Please rewrite the material from the line with "Would you point at the shrub" up to and including the line with "point(322, 205)", substituting "give" for "report" and leaving everything else unchanged.

> **MATERIAL PROVIDED**:

──────────────────────────────

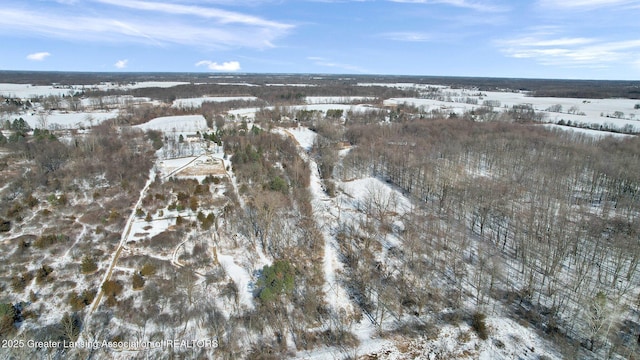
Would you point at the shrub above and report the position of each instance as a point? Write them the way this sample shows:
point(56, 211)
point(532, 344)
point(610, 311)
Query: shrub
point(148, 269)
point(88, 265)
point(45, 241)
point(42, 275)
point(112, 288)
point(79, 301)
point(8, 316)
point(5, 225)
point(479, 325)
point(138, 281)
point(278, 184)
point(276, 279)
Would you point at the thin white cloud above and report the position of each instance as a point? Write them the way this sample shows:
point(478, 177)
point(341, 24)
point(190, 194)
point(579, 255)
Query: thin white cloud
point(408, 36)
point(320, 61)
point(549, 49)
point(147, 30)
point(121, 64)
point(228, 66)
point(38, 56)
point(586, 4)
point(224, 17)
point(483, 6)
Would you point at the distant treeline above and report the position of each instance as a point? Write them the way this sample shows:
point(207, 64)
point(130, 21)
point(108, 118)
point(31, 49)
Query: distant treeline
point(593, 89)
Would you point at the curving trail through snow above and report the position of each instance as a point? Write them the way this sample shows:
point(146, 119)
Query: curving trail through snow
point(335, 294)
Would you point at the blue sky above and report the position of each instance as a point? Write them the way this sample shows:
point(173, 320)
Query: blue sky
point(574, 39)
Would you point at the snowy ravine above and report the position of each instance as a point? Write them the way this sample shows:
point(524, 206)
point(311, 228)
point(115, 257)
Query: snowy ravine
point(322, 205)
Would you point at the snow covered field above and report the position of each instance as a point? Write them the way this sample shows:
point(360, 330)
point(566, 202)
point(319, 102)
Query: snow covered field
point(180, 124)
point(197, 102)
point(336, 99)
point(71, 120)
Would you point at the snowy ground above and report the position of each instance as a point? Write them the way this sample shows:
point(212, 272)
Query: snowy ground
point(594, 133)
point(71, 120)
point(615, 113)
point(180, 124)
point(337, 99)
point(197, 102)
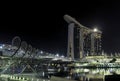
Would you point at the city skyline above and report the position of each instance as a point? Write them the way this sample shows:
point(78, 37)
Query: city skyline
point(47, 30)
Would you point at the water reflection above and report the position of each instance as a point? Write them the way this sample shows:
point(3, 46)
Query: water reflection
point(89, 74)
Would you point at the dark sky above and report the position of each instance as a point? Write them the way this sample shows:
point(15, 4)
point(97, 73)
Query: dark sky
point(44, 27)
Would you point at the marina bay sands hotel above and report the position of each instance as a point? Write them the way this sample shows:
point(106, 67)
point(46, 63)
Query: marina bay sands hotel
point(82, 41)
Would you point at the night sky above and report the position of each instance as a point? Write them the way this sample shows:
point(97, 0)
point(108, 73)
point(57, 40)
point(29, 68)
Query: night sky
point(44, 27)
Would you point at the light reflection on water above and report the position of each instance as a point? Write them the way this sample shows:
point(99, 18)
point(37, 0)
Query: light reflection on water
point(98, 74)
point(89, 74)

──────────────────────────────

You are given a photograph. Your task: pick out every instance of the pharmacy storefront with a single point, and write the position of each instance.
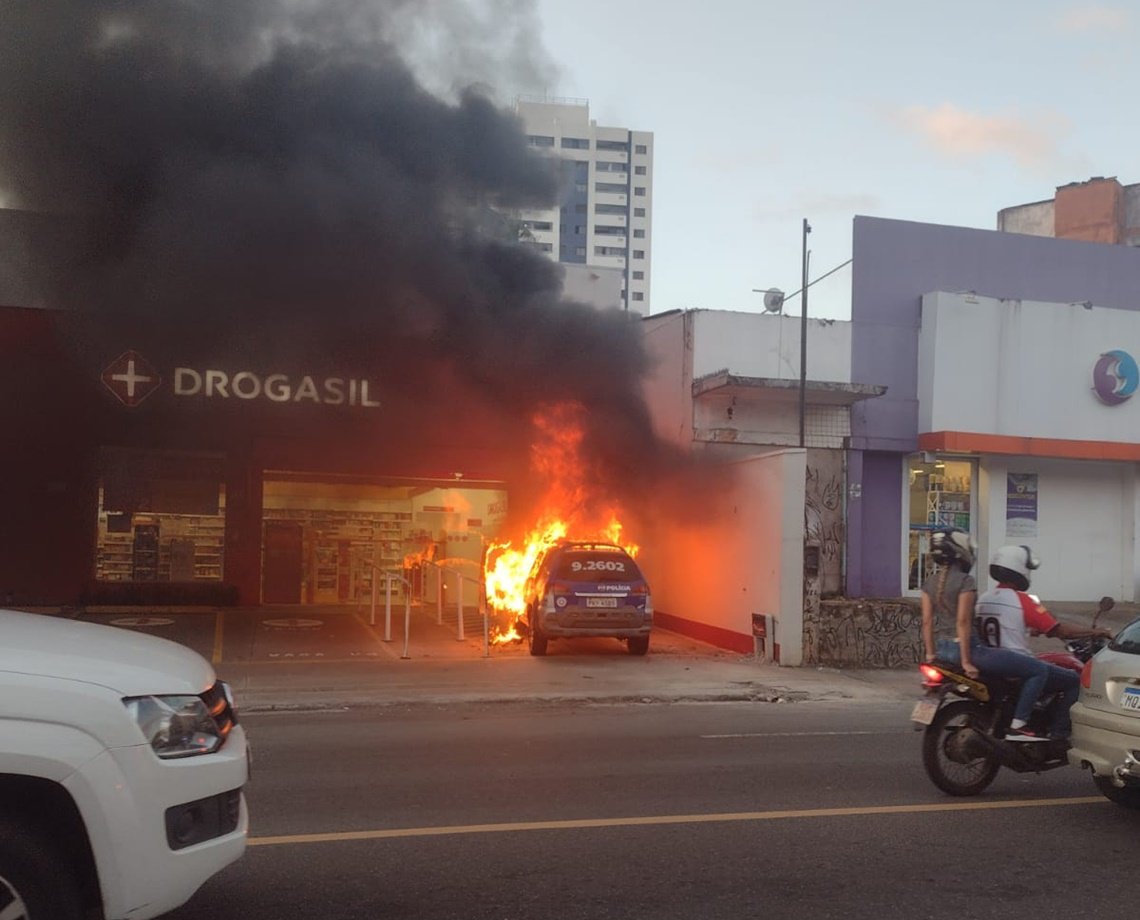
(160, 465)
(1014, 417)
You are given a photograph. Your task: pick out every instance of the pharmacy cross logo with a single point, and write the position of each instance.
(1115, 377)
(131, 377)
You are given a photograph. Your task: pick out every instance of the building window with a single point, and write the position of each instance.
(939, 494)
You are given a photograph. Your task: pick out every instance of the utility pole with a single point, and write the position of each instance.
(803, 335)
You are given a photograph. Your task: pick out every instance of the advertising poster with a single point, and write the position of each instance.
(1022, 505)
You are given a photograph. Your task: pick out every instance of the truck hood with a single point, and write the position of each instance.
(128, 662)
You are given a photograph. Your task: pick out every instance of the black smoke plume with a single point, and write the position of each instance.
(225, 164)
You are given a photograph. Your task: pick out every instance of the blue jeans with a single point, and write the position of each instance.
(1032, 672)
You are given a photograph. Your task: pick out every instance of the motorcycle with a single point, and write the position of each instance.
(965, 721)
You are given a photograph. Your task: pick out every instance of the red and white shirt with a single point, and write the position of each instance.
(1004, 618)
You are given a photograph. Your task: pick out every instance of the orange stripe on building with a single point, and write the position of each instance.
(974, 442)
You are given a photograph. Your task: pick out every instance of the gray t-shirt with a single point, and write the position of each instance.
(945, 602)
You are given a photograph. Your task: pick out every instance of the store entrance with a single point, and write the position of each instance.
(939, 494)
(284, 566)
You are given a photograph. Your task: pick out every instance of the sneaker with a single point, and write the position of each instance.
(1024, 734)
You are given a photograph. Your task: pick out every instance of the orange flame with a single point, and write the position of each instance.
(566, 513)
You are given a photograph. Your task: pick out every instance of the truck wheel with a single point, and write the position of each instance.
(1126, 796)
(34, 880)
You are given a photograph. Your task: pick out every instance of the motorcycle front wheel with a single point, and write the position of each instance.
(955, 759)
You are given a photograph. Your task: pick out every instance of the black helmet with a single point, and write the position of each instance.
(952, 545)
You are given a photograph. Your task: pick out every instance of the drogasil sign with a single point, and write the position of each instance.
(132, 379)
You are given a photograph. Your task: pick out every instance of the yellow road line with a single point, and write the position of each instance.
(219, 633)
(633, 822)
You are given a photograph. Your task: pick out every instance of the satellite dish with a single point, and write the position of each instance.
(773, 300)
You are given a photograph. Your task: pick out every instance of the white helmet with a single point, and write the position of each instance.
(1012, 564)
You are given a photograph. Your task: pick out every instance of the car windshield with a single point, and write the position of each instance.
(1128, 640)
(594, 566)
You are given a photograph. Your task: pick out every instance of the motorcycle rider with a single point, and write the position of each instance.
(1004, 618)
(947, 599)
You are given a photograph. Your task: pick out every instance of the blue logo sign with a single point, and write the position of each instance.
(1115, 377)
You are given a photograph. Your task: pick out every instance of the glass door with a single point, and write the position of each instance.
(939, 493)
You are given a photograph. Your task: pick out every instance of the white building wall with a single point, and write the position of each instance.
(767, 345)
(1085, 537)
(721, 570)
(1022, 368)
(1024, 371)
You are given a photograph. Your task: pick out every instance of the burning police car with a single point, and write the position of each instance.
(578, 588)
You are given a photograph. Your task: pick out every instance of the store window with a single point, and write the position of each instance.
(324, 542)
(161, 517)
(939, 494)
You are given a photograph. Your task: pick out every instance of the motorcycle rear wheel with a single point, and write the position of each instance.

──────────────────────────────

> **TASK RESPONSE**:
Would you point at the shrub above and give the position of each instance as a point? Write them the way this sample shows:
point(56, 211)
point(532, 344)
point(610, 311)
Query: shrub
point(148, 269)
point(88, 265)
point(45, 241)
point(42, 275)
point(112, 288)
point(79, 301)
point(8, 316)
point(5, 225)
point(479, 325)
point(138, 281)
point(278, 184)
point(276, 279)
Would you point at the thin white cloud above and give the position of each instance as a point? Write them the way this sample shows:
point(478, 177)
point(341, 24)
point(190, 194)
point(579, 255)
Query: thin white cloud
point(408, 36)
point(320, 61)
point(549, 49)
point(147, 30)
point(121, 64)
point(228, 66)
point(38, 56)
point(586, 4)
point(224, 17)
point(483, 6)
Would you point at the distant treeline above and give the position of each instance as a point? Write them the way this sample shows:
point(207, 64)
point(130, 21)
point(108, 118)
point(31, 49)
Query: distant treeline
point(593, 89)
Would you point at the curving trail through snow above and give the position of each instance as a point? Write them the way this sample shows:
point(146, 119)
Query: curving trail through snow
point(335, 294)
Would you point at the blue sky above and give the position of each instance as a point? Write them the way this sample shows:
point(173, 320)
Query: blue sky
point(574, 39)
Would you point at the snowy ravine above and give the position of each instance as a point? Write them the way this sample shows:
point(524, 206)
point(311, 228)
point(115, 257)
Query: snowy ravine
point(322, 205)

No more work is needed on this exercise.